Although he will miss the parishioners, he is confident that he will have a place in the community once his military service is done.


“The parish of St. Theresa, where I have served for the last four years, is an amazing Catholic community, and I look forward to always having a home back here and returning to serve after my time in the Navy,” Father Hinkle said.


As a Navy chaplain, Father Hinkle pledges to serve both military personnel and their families.


“Whether it is the warfighters serving out there or the families back home, all of those persons are asked to make a great sacrifice,” Father Hinkle said. “It is the chaplain who has the ability to show them that they are making a sacrifice for the greater good of the country and the greater good of the world.”


Military service is in Father Hinkle’s DNA. Born Feb. 22, 1980, at Portsmouth Naval Hospital in Portsmouth, Va., he was impressed by his family’s service in the Navy.


“It’s definitely part of how I grew up, of who I am,” he said. “As a young person, I always dreamed of growing up to be a naval officer like my father, and that was the career path that I pursued.”


He was baptized by a Navy chaplain, Jesuit Father John Francis Laboon, who also had a naval vessel named after him. His grandfather on his mother’s side was a vice admiral and his grandfather on his father’s side was a Navy chief.


“What I noticed about both grandfathers as I reflect back was that they were men of great integrity, and that integrity was something that I saw my father carry on,” Father Hinkle said. “Not only did I see a guy who was willing to go to sea and serve his nation, but he was also a father who was willing to make sacrifices for his family.”


Father Hinkle’s inspiration for becoming a submariner began in 1999, the summer after his freshman year at the University of Notre Dame in South Bend, Ind. As part of his Navy ROTC training, he had the opportunity to spend a week with each of the Navy communities:  Naval Aviation, Surface, the Marine Corps and the Submarine Force.


“In my generation, I think that many youth grew up seeing the movie ‘Top Gun’ and dreamed about being jet fighter pilots for the Navy, but submariners have camaraderie like no other portion of the service that I have seen,” Father Hinkle said. “Many in the military fight with their hands, but submariners fight with their minds; it takes a great deal of mental endurance to make it through nuclear power school.”


After his college graduation in 2002, he went directly into the Navy, serving as a submarine officer 2002-08.


In 2004, as part of anti-terrorism efforts, Father Hinkle was deployed with the USS Connecticut, a nuclear-powered submarine that is also the nation’s fastest and quietest. He served as the submarine’s reactor control officer, assistant engineer and assistant operations officer.  Collateral duties included: Catholic lay leader, Tomahawk strike coordinator and photo intelligence officer.


“People always ask, ‘What is it like being underwater on a submarine?’ I think being underwater is not as significant as the fact that you are tired all the time so whatever nerves you might have had is mitigated by the fact that you are usually getting about three hours of sleep a night and that it is a constantly rotating watch schedule. You’re doing your best to be alert and to stay on task, despite the physical demands as well.”


It was late at night while aboard the submarine that he continued to hear the call to the priesthood, which overrode his concerns that it was a distraction from his current mission.


“Those late nights underwater when I was sitting on my rack, the thought of the priesthood continued to be foremost in my mind, despite the fact that I resolved to put it out of my head,” Father Hinkle said.


As a naval chaplain, he sees an opportunity to reconcile his two forms of service: priestly and military. He was ordained a priest June 7, 2014.


Father Hinkle was in the inactive reserves as a Chaplain Candidate Program Officer from 2008-17.


“I can see that a priest in uniform can do great things,” Father Hinkle said. “I can do God’s work by helping service members and their families become better Christians, and to be better at their mission of serving both God and country.”

Exercise goal →
Answer these questions from the article about Father Hinkle:
(a) In what hospital was Father Hinkle born?
(b) In what year was he deployed with the USS Connecticut?
(c) On what date was he ordained a priest?

Entries supplied →
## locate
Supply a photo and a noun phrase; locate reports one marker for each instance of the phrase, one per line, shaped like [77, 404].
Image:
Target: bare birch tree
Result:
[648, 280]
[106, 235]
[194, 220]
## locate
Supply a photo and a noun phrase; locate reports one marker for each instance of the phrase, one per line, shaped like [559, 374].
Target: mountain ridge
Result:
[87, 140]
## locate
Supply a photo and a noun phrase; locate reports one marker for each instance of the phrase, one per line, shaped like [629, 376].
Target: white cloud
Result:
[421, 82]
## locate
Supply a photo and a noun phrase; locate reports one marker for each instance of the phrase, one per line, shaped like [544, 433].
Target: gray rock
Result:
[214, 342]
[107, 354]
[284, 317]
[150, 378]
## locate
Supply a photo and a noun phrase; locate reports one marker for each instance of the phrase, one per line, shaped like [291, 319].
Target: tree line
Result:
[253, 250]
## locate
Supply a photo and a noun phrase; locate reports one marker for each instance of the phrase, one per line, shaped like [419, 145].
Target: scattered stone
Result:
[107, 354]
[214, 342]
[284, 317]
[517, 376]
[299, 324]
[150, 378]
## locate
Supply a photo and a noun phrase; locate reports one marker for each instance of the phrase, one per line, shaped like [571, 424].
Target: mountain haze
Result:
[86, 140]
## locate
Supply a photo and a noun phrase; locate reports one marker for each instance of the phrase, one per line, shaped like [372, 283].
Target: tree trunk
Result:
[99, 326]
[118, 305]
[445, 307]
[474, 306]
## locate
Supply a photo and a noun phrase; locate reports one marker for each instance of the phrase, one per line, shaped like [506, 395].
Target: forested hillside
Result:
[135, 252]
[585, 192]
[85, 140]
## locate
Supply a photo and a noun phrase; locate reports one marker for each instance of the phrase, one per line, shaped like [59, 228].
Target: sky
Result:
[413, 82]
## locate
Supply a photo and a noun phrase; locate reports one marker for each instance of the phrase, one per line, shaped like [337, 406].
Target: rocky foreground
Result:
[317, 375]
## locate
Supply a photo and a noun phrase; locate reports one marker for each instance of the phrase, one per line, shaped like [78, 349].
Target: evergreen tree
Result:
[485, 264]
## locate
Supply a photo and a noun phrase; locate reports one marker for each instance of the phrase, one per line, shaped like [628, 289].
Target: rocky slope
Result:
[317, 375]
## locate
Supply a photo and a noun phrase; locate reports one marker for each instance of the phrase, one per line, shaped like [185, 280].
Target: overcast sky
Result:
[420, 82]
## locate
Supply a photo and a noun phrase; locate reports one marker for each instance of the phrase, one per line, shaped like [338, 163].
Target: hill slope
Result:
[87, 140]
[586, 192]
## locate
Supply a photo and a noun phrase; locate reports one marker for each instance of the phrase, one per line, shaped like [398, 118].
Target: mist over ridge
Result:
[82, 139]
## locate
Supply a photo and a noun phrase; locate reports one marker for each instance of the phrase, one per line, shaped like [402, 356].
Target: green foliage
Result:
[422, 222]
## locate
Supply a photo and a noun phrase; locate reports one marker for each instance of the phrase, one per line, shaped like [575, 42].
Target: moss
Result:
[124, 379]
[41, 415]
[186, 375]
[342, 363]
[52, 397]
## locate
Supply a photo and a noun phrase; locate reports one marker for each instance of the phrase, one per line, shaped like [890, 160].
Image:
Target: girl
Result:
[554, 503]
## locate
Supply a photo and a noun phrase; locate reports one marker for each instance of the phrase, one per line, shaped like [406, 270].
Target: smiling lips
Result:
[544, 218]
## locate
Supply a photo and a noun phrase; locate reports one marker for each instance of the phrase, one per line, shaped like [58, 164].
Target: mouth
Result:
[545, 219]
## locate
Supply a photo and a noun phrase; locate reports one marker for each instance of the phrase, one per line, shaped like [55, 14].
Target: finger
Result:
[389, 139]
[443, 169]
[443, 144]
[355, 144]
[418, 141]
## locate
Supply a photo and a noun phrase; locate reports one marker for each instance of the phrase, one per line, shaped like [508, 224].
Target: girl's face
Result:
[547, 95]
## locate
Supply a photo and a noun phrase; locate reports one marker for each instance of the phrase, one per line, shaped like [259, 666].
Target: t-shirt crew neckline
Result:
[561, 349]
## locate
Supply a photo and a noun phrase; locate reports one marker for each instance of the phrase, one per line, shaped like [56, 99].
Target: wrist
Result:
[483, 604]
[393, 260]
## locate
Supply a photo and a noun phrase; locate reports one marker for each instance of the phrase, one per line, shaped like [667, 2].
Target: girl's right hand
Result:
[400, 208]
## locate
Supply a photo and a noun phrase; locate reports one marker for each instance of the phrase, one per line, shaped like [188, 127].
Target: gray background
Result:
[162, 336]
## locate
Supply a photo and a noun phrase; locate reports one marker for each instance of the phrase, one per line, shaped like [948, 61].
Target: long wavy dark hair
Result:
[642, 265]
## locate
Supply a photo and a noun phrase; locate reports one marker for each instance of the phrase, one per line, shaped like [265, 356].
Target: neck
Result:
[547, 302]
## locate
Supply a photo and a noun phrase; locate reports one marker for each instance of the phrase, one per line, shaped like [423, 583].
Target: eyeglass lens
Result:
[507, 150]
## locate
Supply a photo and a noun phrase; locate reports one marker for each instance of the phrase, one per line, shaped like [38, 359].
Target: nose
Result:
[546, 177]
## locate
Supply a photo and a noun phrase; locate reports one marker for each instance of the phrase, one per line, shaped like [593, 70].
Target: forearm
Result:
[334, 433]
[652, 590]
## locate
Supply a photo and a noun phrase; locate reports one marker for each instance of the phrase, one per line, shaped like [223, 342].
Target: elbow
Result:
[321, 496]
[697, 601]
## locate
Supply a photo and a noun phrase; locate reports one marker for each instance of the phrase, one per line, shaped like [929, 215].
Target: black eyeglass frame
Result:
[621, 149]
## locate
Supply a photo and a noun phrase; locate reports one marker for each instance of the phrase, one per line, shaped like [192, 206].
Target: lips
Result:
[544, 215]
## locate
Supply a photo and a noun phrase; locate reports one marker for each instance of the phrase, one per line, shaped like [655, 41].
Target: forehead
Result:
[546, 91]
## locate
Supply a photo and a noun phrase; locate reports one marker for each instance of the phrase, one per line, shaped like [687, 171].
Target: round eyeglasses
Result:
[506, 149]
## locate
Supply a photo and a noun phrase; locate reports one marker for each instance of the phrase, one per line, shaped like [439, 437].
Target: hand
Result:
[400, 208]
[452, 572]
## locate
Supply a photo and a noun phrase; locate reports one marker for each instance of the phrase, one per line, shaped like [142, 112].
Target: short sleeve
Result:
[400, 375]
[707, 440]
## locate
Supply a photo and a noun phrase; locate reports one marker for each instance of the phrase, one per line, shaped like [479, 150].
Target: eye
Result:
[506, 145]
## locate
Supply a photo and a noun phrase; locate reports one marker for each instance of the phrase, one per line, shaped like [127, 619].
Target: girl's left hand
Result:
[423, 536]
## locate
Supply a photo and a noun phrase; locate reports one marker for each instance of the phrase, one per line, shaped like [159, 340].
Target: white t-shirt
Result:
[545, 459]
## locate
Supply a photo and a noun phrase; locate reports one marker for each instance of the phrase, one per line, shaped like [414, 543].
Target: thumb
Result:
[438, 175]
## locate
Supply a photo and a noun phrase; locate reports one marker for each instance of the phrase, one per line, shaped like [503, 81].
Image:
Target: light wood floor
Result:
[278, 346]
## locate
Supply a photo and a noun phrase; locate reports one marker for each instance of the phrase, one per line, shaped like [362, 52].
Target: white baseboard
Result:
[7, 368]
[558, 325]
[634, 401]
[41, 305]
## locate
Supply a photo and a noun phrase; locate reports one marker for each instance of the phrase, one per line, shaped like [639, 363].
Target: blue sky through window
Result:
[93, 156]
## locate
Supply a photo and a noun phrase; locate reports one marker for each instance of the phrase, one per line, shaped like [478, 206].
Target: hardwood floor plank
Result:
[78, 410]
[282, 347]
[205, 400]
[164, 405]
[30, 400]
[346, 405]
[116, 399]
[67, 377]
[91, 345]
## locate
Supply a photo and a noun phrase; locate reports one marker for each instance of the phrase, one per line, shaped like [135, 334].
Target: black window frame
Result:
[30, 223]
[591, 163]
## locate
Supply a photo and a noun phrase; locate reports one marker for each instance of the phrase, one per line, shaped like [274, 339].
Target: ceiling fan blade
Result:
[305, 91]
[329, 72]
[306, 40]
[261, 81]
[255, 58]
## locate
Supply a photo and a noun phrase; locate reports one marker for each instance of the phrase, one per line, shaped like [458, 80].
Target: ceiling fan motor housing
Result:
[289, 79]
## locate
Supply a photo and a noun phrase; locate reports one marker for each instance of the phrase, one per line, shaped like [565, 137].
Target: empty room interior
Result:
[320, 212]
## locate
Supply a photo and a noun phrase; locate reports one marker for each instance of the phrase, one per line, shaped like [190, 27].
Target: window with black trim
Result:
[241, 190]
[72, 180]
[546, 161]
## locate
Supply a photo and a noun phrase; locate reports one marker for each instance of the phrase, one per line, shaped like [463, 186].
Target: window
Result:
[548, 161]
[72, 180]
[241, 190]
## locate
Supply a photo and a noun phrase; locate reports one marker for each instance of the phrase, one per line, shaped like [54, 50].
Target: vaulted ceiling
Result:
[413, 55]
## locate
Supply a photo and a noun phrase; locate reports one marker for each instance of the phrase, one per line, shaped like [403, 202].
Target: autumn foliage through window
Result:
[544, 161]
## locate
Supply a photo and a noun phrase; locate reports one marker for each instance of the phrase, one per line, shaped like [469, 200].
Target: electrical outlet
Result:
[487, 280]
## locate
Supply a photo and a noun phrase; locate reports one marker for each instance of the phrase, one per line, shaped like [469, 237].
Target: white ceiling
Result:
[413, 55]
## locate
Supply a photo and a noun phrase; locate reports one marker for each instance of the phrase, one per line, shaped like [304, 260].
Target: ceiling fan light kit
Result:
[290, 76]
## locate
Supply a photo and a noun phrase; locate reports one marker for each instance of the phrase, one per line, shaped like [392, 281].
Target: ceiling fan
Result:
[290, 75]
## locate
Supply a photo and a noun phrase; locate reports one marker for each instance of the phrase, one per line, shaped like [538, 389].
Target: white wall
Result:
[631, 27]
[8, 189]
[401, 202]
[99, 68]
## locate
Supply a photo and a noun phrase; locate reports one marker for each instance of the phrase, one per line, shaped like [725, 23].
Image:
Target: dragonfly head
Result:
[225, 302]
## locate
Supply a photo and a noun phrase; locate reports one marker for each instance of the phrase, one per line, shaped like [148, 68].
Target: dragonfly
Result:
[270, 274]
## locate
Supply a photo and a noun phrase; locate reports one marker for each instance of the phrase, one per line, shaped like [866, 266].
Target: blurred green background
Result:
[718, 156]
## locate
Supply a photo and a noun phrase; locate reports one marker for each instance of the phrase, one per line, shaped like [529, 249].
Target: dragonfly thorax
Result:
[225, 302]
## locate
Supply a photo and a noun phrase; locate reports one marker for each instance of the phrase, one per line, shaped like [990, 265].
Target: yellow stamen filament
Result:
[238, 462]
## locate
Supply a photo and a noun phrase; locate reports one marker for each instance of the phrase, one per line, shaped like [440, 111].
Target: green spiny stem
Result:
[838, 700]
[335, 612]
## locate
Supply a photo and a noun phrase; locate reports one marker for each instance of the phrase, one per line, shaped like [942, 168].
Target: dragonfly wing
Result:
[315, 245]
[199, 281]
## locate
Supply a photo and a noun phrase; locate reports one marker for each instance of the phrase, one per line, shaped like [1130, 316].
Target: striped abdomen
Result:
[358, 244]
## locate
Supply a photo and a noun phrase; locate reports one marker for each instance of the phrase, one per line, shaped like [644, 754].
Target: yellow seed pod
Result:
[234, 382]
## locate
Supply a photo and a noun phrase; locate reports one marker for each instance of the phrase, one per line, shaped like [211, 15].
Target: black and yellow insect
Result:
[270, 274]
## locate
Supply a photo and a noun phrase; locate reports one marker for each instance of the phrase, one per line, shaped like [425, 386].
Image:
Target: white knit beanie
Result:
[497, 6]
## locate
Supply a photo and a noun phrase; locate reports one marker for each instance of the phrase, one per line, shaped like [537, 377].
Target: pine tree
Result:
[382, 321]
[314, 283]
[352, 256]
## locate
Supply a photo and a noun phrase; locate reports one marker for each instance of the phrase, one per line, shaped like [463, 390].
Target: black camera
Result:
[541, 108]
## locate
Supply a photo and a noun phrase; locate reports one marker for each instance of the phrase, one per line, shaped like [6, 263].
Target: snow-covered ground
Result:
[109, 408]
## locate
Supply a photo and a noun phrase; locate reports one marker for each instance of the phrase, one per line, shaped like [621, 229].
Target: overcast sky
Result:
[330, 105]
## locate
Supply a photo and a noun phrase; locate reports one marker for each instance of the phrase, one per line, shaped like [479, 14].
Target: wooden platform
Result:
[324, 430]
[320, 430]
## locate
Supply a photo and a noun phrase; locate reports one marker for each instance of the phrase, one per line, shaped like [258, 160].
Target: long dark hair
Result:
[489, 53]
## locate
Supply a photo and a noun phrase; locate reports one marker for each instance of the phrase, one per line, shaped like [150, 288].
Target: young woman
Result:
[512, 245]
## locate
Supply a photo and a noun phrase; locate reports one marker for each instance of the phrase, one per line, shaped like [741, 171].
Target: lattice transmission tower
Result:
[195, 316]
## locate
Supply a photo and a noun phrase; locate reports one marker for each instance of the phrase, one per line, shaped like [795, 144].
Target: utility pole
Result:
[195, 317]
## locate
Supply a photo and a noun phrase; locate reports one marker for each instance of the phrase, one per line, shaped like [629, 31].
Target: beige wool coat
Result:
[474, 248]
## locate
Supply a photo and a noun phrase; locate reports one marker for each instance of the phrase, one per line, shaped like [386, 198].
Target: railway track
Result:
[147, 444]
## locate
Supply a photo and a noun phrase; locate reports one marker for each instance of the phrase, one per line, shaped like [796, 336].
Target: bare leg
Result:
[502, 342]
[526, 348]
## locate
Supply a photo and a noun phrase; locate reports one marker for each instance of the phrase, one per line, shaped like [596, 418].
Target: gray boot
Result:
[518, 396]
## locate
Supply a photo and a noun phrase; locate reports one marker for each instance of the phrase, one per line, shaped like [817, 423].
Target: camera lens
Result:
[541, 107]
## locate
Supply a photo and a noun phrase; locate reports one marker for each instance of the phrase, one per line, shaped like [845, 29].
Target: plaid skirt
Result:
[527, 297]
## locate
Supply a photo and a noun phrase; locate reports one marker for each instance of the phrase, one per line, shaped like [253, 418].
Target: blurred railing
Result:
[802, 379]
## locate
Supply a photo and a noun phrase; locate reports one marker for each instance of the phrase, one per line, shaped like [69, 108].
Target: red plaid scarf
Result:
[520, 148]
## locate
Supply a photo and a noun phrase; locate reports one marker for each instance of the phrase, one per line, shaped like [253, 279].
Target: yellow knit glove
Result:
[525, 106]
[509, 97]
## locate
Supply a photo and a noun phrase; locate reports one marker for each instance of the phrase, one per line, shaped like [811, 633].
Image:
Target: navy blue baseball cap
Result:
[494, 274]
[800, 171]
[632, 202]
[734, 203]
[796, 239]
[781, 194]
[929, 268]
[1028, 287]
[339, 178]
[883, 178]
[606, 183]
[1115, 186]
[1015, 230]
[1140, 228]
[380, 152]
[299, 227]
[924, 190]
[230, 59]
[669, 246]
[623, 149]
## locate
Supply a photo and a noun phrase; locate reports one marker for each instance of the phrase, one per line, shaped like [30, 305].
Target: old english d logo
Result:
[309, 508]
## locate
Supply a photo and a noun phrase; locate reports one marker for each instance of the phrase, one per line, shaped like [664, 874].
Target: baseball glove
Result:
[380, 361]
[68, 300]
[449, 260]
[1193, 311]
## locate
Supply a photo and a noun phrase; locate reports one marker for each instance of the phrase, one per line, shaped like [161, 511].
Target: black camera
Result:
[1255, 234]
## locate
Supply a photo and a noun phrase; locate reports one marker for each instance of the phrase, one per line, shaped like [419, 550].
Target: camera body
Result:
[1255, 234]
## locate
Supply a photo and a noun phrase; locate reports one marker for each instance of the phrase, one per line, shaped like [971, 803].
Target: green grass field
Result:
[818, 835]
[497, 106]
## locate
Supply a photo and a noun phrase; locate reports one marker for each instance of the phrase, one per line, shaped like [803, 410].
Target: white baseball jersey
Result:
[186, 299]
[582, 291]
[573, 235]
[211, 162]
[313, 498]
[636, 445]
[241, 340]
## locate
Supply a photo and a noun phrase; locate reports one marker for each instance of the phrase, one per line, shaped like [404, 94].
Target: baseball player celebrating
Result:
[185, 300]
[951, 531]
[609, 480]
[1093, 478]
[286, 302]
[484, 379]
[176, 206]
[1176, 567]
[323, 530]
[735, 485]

Solution for this problem →
(a) Portsmouth Naval Hospital in Portsmouth, Va.
(b) 2004
(c) June 7, 2014